WHAT NEEDS TO BE DONE :: Write out the whole listing below again, reproducing every line character for character.

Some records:

_ _ _ _ _

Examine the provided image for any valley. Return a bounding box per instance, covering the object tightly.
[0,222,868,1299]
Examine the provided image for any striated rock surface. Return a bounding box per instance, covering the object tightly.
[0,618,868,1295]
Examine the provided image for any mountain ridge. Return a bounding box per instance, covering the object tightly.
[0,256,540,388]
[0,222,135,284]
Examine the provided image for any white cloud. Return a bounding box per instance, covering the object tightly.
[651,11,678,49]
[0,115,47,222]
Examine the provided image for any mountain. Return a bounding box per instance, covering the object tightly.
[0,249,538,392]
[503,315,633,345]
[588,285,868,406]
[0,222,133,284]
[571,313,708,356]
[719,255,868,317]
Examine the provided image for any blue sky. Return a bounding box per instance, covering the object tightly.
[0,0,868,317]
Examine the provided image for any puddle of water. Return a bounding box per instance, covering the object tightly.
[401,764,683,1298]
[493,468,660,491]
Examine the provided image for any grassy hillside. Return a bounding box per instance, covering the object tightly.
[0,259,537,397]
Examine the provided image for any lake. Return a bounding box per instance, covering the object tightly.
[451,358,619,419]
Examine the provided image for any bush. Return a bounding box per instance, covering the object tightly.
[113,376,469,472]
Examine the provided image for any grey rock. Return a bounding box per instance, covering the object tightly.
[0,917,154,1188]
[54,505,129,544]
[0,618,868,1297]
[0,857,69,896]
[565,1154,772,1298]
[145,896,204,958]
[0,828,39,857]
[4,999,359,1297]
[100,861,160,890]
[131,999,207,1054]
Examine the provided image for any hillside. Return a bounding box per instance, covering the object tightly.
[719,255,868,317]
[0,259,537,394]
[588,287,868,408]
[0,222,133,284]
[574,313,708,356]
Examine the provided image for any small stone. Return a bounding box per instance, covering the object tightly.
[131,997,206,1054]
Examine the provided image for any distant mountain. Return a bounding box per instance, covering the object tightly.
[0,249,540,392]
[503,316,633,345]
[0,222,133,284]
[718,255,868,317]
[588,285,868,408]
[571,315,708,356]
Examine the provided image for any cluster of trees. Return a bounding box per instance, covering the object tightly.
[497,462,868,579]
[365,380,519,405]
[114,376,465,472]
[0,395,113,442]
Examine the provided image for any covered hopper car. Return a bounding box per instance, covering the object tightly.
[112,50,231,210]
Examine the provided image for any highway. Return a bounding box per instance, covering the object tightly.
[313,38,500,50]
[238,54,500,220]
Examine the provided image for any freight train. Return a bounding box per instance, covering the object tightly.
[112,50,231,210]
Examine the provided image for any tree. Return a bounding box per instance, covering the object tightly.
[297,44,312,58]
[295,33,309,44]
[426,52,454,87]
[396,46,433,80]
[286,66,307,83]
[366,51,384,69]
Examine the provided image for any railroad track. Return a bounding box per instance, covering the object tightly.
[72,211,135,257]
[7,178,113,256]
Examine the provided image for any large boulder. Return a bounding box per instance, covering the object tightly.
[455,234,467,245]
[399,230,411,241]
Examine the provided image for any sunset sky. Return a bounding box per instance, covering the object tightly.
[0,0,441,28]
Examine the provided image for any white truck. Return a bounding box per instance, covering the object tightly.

_ _ _ _ _

COMPLETED EXERCISE ::
Examine the provided image for any valley. Return a bounding box per instance, covering the object tightly.
[0,222,868,1299]
Examine the provided image for any striated rock surface. Return a bounding box per instance, covering the object tightly.
[0,618,868,1295]
Examine the provided image for any mountain ridge. Return a bounding box per instance, covering the object tightly.
[0,256,540,388]
[0,222,135,284]
Examine the provided image for any white cloud. Return a bounding box per instance, covering the object tightly.
[651,11,678,49]
[0,115,47,222]
Examine the provided image for any mountain. Return a bounding box per instance, covering the object tightly.
[0,249,538,392]
[503,315,633,345]
[588,285,868,406]
[0,222,133,284]
[571,313,708,356]
[719,255,868,317]
Examine the provided image for any blue sky. Return a bounding box per instance, covering the object tightly.
[0,0,868,317]
Examine the provided image for any puddle of water. Return a bounding box per instance, covering the object tightly.
[401,764,683,1298]
[493,468,660,491]
Examine the provided image for any grassy hillside. Return a bounding box per instance, covering the object tightly.
[0,259,537,397]
Examine the provided image for any lake. Return a bounding box per instance, covering the object tightly.
[451,358,619,419]
Examine the provided image for any bush. Return a bounding box per instance, covering the object tightly.
[113,376,469,472]
Examine the provided image for any grey rock. Return a bounding box per instance, covering the object tightly.
[0,917,154,1188]
[54,505,129,544]
[0,618,868,1297]
[0,857,69,896]
[565,1154,772,1298]
[145,896,204,958]
[0,828,39,857]
[4,999,359,1297]
[100,861,160,890]
[131,999,207,1054]
Examine the provided image for any hillside. Return a bounding box per instance, covering the object tightly.
[719,255,868,317]
[0,259,537,394]
[588,287,868,408]
[0,222,133,284]
[574,313,708,356]
Examine the provided image for any small stone. Return a bounding box per instance, covering the object tightly.
[131,997,206,1054]
Examine the provided image for any distant mountain. Return a bounding box per instance, covering the object tightly.
[0,249,540,392]
[503,316,633,345]
[0,222,133,284]
[718,255,868,317]
[588,285,868,408]
[571,315,708,356]
Examine the provided image for any cluster of trees. Return a bounding box per instance, covering the object tightly.
[497,462,868,579]
[365,380,519,405]
[114,376,465,472]
[0,395,113,442]
Examine the provided image for any covered hopper car. Return a bounding box per instance, covering the object tightly.
[112,50,231,210]
Examine the provided image for any highway. Return a bounding box per instance, covering the object tightly.
[313,38,500,50]
[238,54,500,220]
Examine the provided image for any freight train. Return a bounding box per instance, covering the object tightly.
[112,50,231,210]
Examine the provided image for any tree. Return a bounding box per instance, covering the object tightly.
[297,44,312,58]
[295,33,309,44]
[426,52,454,87]
[396,46,433,80]
[286,66,307,83]
[366,51,384,69]
Examine the provided image for any railroad track. Return a bounding box per instance, covering the object tightly.
[72,211,135,257]
[7,178,113,256]
Examine the provided image for any large boulder. Return a bounding box per instance, covering the object tightly.
[455,234,467,245]
[399,230,411,241]
Examine the provided image for any sunset sky. Return a bounding box per instance, covering the object tightly.
[0,0,441,28]
Examine the provided image for any white truck. Return a bounding box per instance, covering the object tightly.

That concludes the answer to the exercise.